Taking generative AI (gen AI) from experimentation to enterprise deployment is never one-size-fits-all. Healthcare, finance, manufacturing, and retail each have their own vocabularies, data quirks, and compliance challenges. These complexities can’t be addressed with generic workflows because real, business-critical deployments demand depth, control, and precision.
Red Hat AI offers a model customization experience that builds on the success of InstructLab, evolving it into a modular architecture powered by Python libraries created by Red Hat. This approach preserves InstructLab’s core strengths—its open, extensible pipeline for fine-tuning and instruction-following—while enabling greater flexibility and scalability for enterprise environments.
With this foundation, AI experts and ML practitioners can adapt methods, orchestrate pipelines, and scale model training without losing the agility to evolve as techniques improve. The result is a more sophisticated path to enterprise-grade model customization—one that delivers adaptability and control without sacrificing speed.
At the heart of this evolution are 3 core components that enable experts to fine-tune models and integrate them effectively with retrieval-augmented generation (RAG).
- Docling for data processing
- SDG hub for synthetic data generation (SDG)
- Training hub for fine-tuning and continual learning
Since these components are modular, you can use them independently or connect them end-to-end. We will also provide more supported notebooks and AI/data science pipelines that teach you the technology as well as how to adapt it to your use case, your data, your model, and run it reliably by combining data processing, synthetic data generation, and fine-tuning techniques.
Docling: Document intelligence
Docling is our supported solution for data processing. It’s the number one open source repository for document intelligence. Docling allows you to preprocess and structure your enterprise documents with confidence—whether it’s PDFs, HTML, Markdown, or Office files.
And it’s not just about local experimentation. With Red Hat’s supported build, Docling integrates directly into Kubeflow Pipelines, so you can process documents at scale—powering applications like information extraction, RAG pipelines, and compliance workflows.

——————

### WORK TO COMPLETE
(A) Please list the file formats that the Red Hat AI model customization page says Docling can preprocess and structure.
(B) Copy the portion of the Red Hat AI model customization page that begins at the words "With this foundation, AI" and stops after "data generation (SDG)".

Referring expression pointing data
——————

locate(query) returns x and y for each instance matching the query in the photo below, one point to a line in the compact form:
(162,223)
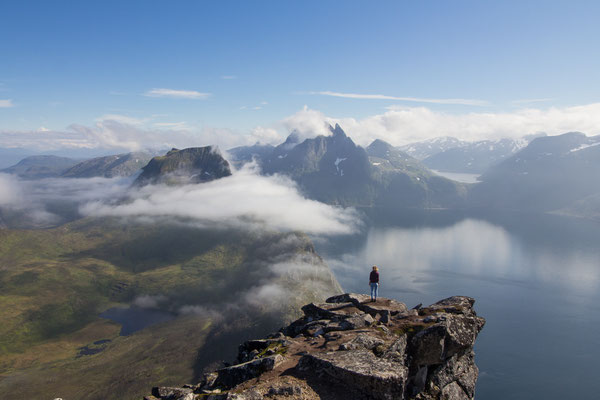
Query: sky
(113,74)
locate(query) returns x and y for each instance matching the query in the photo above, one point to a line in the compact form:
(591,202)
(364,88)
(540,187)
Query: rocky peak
(350,347)
(337,131)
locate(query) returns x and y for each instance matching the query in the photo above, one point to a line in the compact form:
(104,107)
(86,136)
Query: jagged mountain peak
(337,131)
(379,148)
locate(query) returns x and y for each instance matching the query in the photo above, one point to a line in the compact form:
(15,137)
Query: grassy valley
(56,282)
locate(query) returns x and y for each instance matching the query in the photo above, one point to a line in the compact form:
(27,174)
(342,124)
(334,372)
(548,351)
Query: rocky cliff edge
(352,348)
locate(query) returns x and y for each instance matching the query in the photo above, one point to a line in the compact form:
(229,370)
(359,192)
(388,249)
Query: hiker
(374,282)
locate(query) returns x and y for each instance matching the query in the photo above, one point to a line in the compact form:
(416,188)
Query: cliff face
(351,348)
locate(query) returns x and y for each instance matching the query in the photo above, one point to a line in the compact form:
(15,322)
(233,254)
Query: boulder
(362,341)
(172,393)
(231,376)
(360,371)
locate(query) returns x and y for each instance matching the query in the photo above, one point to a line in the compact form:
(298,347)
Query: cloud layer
(244,199)
(402,125)
(398,125)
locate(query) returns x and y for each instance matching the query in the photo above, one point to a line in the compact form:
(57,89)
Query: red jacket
(374,277)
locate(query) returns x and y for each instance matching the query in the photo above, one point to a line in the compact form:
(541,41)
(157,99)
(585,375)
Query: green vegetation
(56,282)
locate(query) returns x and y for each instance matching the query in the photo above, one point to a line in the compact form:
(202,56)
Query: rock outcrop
(352,348)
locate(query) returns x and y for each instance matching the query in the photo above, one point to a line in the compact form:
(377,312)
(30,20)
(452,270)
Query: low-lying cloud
(243,199)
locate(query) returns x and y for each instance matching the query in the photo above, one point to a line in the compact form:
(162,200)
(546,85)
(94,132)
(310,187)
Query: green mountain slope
(551,173)
(36,167)
(110,166)
(192,165)
(219,285)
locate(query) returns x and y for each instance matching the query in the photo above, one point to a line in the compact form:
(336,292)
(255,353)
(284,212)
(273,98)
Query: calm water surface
(535,280)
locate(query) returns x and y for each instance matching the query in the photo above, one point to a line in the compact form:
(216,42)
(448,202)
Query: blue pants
(374,287)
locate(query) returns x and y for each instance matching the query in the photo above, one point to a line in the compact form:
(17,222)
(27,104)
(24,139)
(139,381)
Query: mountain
(474,157)
(427,148)
(103,309)
(386,156)
(36,167)
(192,165)
(11,156)
(331,169)
(109,166)
(402,181)
(551,173)
(243,154)
(351,348)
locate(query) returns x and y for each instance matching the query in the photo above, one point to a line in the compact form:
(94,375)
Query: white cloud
(398,125)
(468,102)
(244,199)
(181,94)
(308,123)
(402,125)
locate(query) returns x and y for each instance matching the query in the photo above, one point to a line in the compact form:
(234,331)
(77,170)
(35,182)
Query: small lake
(535,279)
(459,176)
(133,319)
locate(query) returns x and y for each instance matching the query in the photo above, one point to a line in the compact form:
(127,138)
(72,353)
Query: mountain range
(192,165)
(449,154)
(109,166)
(551,173)
(333,169)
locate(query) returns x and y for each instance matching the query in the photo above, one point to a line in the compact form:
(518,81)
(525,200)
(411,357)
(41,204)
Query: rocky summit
(352,348)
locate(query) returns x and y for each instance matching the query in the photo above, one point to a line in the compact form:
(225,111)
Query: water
(535,279)
(459,176)
(133,319)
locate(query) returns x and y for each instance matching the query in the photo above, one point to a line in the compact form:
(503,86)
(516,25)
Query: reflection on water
(535,279)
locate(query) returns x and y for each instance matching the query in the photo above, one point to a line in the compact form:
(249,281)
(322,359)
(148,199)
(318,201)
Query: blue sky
(239,65)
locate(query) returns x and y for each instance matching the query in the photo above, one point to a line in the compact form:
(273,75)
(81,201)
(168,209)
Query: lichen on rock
(350,347)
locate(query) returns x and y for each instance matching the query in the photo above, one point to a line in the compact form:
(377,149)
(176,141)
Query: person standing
(374,282)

——————

### ANSWERS BY ITEM
(A) PDFs, HTML, Markdown, Office files

(B)
With this foundation, AI experts and ML practitioners can adapt methods, orchestrate pipelines, and scale model training without losing the agility to evolve as techniques improve. The result is a more sophisticated path to enterprise-grade model customization—one that delivers adaptability and control without sacrificing speed.
At the heart of this evolution are 3 core components that enable experts to fine-tune models and integrate them effectively with retrieval-augmented generation (RAG).
- Docling for data processing
- SDG hub for synthetic data generation (SDG)